■ **Directions for this task**:
Put the listing below into a Markdown table with two columns, Row and Entry: number each line in Row, place the line itself in Entry, and skip any blank lines.

──────── Source records

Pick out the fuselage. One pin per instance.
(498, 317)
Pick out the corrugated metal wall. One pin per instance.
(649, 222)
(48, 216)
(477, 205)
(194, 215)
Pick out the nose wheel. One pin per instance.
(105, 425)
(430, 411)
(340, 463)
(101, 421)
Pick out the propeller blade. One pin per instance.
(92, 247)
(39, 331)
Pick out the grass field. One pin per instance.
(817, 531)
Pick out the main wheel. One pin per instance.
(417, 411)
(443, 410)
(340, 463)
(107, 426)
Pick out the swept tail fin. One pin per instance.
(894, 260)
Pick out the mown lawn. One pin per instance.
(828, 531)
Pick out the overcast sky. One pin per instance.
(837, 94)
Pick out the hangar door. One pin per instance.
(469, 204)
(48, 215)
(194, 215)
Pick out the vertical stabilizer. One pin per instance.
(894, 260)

────────────────

■ **Task solution**:
| Row | Entry |
|---|---|
| 1 | Pick out the fuselage. One pin per instance. |
| 2 | (498, 317) |
| 3 | Pick out the corrugated metal wall. One pin per instance. |
| 4 | (649, 222) |
| 5 | (48, 216) |
| 6 | (477, 205) |
| 7 | (194, 215) |
| 8 | Pick out the nose wheel. One pin per instance. |
| 9 | (105, 425) |
| 10 | (430, 411) |
| 11 | (340, 463) |
| 12 | (101, 421) |
| 13 | Pick out the propeller blade. One pin per instance. |
| 14 | (92, 247) |
| 15 | (39, 331) |
| 16 | Pick out the grass field. One pin per instance. |
| 17 | (817, 531) |
| 18 | Pick out the main wheel. One pin per instance. |
| 19 | (417, 411) |
| 20 | (443, 410) |
| 21 | (340, 463) |
| 22 | (107, 426) |
| 23 | Pick out the swept tail fin. One pin per instance. |
| 24 | (894, 260) |
| 25 | Pick out the mown lawn. One pin per instance. |
| 26 | (828, 531) |
| 27 | Pick out the overcast sky. One pin per instance. |
| 28 | (837, 94) |
| 29 | Pick out the hangar door. One pin per instance. |
| 30 | (469, 204) |
| 31 | (48, 215) |
| 32 | (194, 215) |
| 33 | Pick out the vertical stabilizer. One pin per instance. |
| 34 | (894, 260) |